● **FRAGMENTO DE ORIGEN**
⟨

Ahora la empresa se ha trasladado a otro sector del río, junto a la
comunidad de San Francisco de Ojuera. Allí hay familias que han aceptado la construcción de la represa.

⟩

● **DATOS PARA REVISIÓN**

⟨

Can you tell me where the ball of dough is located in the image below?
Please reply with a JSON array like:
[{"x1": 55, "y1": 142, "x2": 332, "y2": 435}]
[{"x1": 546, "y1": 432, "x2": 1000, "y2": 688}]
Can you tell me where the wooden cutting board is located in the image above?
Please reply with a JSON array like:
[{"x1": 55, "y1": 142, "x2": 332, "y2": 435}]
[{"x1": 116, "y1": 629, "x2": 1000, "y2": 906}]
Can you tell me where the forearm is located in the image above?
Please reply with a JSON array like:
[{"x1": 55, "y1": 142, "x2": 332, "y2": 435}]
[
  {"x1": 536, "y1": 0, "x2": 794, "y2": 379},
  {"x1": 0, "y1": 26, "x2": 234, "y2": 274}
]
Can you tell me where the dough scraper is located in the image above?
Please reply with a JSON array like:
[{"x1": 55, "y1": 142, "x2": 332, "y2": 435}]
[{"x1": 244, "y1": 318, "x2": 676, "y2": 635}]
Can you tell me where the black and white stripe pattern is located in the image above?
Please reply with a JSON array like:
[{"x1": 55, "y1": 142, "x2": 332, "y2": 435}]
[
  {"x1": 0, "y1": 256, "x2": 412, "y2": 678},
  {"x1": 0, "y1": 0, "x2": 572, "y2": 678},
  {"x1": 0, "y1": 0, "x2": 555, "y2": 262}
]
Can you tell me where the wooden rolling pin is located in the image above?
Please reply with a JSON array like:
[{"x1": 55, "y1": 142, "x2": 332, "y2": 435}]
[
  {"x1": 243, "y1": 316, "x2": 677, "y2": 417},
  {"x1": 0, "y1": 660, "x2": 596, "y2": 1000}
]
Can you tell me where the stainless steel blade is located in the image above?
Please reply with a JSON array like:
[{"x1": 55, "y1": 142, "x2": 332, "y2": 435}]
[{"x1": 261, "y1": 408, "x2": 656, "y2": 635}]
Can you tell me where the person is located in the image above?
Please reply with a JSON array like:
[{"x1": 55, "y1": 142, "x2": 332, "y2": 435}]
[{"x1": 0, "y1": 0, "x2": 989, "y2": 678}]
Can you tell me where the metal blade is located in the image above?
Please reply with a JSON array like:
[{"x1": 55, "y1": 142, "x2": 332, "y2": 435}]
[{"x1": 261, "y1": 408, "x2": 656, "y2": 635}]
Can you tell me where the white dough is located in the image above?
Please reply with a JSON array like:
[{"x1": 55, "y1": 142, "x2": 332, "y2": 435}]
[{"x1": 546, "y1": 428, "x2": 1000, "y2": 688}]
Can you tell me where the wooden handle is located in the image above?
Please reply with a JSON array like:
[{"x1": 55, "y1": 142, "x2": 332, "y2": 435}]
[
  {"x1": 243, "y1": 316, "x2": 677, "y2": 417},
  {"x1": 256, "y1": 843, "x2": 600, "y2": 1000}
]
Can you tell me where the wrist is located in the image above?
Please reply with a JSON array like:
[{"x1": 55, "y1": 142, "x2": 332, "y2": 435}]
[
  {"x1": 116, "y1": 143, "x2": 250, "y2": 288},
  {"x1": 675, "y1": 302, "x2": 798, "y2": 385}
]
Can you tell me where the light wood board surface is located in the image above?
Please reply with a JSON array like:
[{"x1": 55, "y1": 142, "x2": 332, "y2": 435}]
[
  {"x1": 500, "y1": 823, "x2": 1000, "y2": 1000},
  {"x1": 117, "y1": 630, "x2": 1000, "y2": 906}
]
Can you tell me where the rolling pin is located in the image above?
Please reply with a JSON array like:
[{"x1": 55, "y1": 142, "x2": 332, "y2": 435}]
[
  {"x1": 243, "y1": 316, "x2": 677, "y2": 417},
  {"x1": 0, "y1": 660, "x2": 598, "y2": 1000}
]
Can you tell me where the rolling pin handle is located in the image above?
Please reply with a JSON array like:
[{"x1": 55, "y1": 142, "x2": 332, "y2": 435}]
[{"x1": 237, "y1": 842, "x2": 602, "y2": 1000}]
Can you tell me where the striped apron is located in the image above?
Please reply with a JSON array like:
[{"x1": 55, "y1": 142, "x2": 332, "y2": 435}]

⟩

● **LO ESPERADO**
Retoma el fragmento sobre el traslado de la empresa junto a San Francisco de Ojuera y continúalo desde su última oración. Los ítems son material independiente y no forman parte del fragmento.

● **SALIDA GENERADA**
“Nos siguen amenazando porque no hemos dejado la lucha”,
dice Rosalina Domínguez. Recostada a la sombra de un árbol junto al
río, la discípula de Cáceres deja ver su panza de cinco meses de
embarazo: será su hijo número once. “Ahora hay extraños que me andan
buscando por mi nombre. Pero mi vida la tengo dispuesta. Berta estaba
lista para lo que tocara. Yo también”.